( Jean-Yves Estre – Le Dauphiné Libéré – 24 septembre 1985 )
C’était un vieux rêve.
Il y a longtemps qu’on en parlait, longtemps qu’on y travaillait et même, ces derniers temps, les travaux avaient pris un rythme accéléré, aucune bonne volonté n’étant de trop dans cette oeuvre commune. Mais le résultat est là : la Maison de la Culture Arménienne a ouvert ses portes, rue du Cirque (dans ce qui fut autrefois le “Centre catholique”) et elle a été inaugurée officiellement dimanche après-midi, en présence du président de l’Assemblée nationale et de Mme Mermaz, de M. Monchovet, commissaire-adjoint de la République, du lieutenant-colonel Bareth, commandant la place d’armes de Vienne, de M. Jacques Remiller, conseiller général de Vienne-sud, du lieutenant Blanche, représentant le commandant de gendarmerie Kahn, de MM. Eudeline, Gueffier et Odet, adjoints au maire, ainsi que des représentants des organisations arméniennes : la Croix Bleue, le Nor Seround, le Parti socialiste arménien, l’Union nationale arménienne, l’Union générale arménienne de bienfaisance, l’Union sportive générale arménienne, etc.
L’une des personnalités les plus entourées était le père Joseph Lévonian qui exerça son ministère de longues années à Vienne, célébrant le culte catholique de rite arménien à Saint Martin, et qui était véritablement l’âme de la communauté arménienne viennoise.

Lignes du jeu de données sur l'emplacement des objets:
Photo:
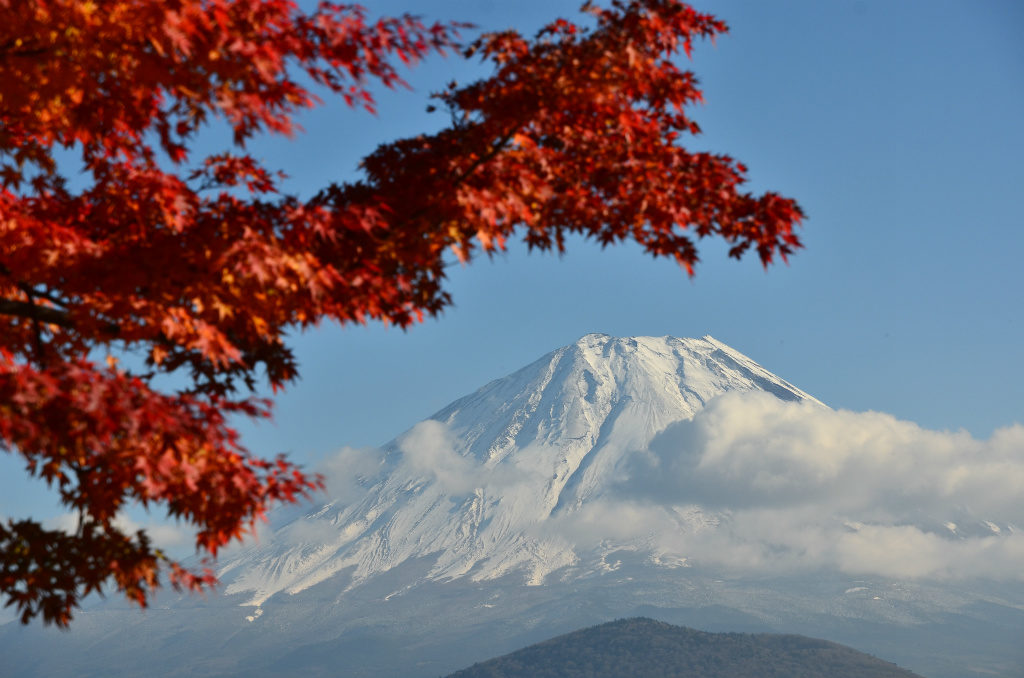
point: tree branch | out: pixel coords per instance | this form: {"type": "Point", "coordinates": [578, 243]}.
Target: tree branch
{"type": "Point", "coordinates": [34, 312]}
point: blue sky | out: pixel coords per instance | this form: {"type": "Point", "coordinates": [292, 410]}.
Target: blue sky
{"type": "Point", "coordinates": [897, 126]}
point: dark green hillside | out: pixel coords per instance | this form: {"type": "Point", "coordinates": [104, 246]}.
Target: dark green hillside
{"type": "Point", "coordinates": [645, 648]}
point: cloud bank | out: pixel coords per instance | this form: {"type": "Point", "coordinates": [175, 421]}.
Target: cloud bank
{"type": "Point", "coordinates": [750, 484]}
{"type": "Point", "coordinates": [802, 486]}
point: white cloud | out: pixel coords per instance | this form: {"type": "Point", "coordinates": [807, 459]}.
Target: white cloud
{"type": "Point", "coordinates": [174, 538]}
{"type": "Point", "coordinates": [803, 486]}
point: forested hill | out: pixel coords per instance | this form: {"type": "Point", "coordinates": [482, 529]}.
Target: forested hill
{"type": "Point", "coordinates": [645, 648]}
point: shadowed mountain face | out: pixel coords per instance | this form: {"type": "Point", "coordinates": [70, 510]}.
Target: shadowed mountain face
{"type": "Point", "coordinates": [646, 648]}
{"type": "Point", "coordinates": [654, 476]}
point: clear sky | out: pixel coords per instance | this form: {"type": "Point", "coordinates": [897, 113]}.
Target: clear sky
{"type": "Point", "coordinates": [897, 126]}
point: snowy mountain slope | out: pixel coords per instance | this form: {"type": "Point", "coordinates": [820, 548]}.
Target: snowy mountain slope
{"type": "Point", "coordinates": [472, 486]}
{"type": "Point", "coordinates": [663, 477]}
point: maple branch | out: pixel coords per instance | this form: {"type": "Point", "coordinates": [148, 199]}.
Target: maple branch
{"type": "Point", "coordinates": [486, 158]}
{"type": "Point", "coordinates": [35, 312]}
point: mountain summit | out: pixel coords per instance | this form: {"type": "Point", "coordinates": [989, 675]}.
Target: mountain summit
{"type": "Point", "coordinates": [479, 489]}
{"type": "Point", "coordinates": [644, 476]}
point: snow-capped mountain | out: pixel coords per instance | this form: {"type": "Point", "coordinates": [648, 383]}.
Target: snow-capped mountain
{"type": "Point", "coordinates": [472, 489]}
{"type": "Point", "coordinates": [653, 476]}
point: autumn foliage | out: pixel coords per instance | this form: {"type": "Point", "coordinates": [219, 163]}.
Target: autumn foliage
{"type": "Point", "coordinates": [199, 265]}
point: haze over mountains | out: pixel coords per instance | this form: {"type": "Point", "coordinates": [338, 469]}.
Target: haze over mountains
{"type": "Point", "coordinates": [673, 478]}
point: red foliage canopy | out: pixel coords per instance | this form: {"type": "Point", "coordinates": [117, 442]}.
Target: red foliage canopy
{"type": "Point", "coordinates": [203, 264]}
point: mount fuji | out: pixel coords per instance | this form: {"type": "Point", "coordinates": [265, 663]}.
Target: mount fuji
{"type": "Point", "coordinates": [591, 484]}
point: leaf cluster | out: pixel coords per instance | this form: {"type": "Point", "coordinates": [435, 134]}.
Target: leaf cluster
{"type": "Point", "coordinates": [202, 265]}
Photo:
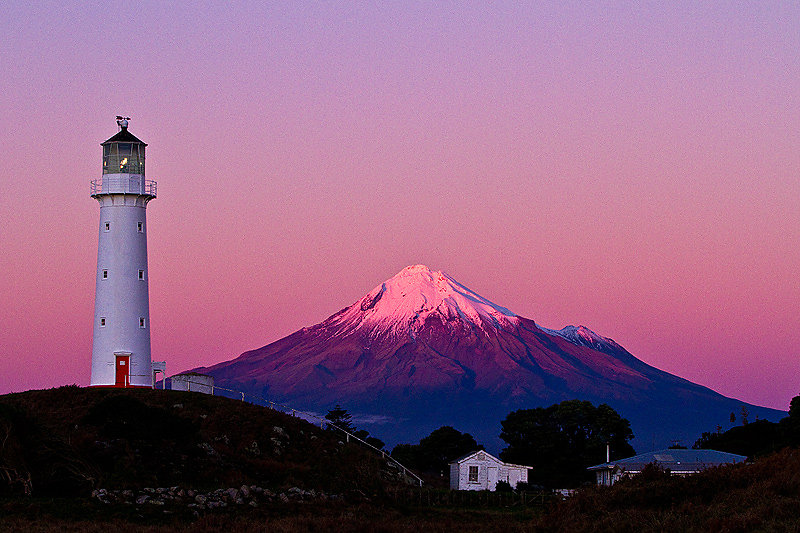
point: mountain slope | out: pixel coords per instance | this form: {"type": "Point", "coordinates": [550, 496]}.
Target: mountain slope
{"type": "Point", "coordinates": [421, 350]}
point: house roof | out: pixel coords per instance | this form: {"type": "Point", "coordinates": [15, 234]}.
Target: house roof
{"type": "Point", "coordinates": [488, 455]}
{"type": "Point", "coordinates": [674, 459]}
{"type": "Point", "coordinates": [465, 457]}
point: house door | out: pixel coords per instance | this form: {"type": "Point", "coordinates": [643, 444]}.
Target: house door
{"type": "Point", "coordinates": [123, 371]}
{"type": "Point", "coordinates": [492, 478]}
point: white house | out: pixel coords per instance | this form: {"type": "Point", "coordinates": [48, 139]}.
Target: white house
{"type": "Point", "coordinates": [678, 462]}
{"type": "Point", "coordinates": [480, 470]}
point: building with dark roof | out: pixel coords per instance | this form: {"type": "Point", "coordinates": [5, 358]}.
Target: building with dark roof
{"type": "Point", "coordinates": [676, 461]}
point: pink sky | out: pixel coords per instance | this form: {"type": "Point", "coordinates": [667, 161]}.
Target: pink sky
{"type": "Point", "coordinates": [631, 169]}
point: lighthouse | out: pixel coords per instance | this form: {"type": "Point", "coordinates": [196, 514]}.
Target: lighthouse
{"type": "Point", "coordinates": [121, 340]}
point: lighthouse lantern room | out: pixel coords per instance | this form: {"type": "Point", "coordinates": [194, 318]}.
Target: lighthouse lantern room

• La consigne: Recopiez fidèlement le passage de l'article sur l'inauguration de la Maison de la Culture Arménienne qui s'ouvre sur les mots contenant « L’une des personnalités » et se termine par « communauté arménienne viennoise. ».

• Solution rédigée:
L’une des personnalités les plus entourées était le père Joseph Lévonian qui exerça son ministère de longues années à Vienne, célébrant le culte catholique de rite arménien à Saint Martin, et qui était véritablement l’âme de la communauté arménienne viennoise.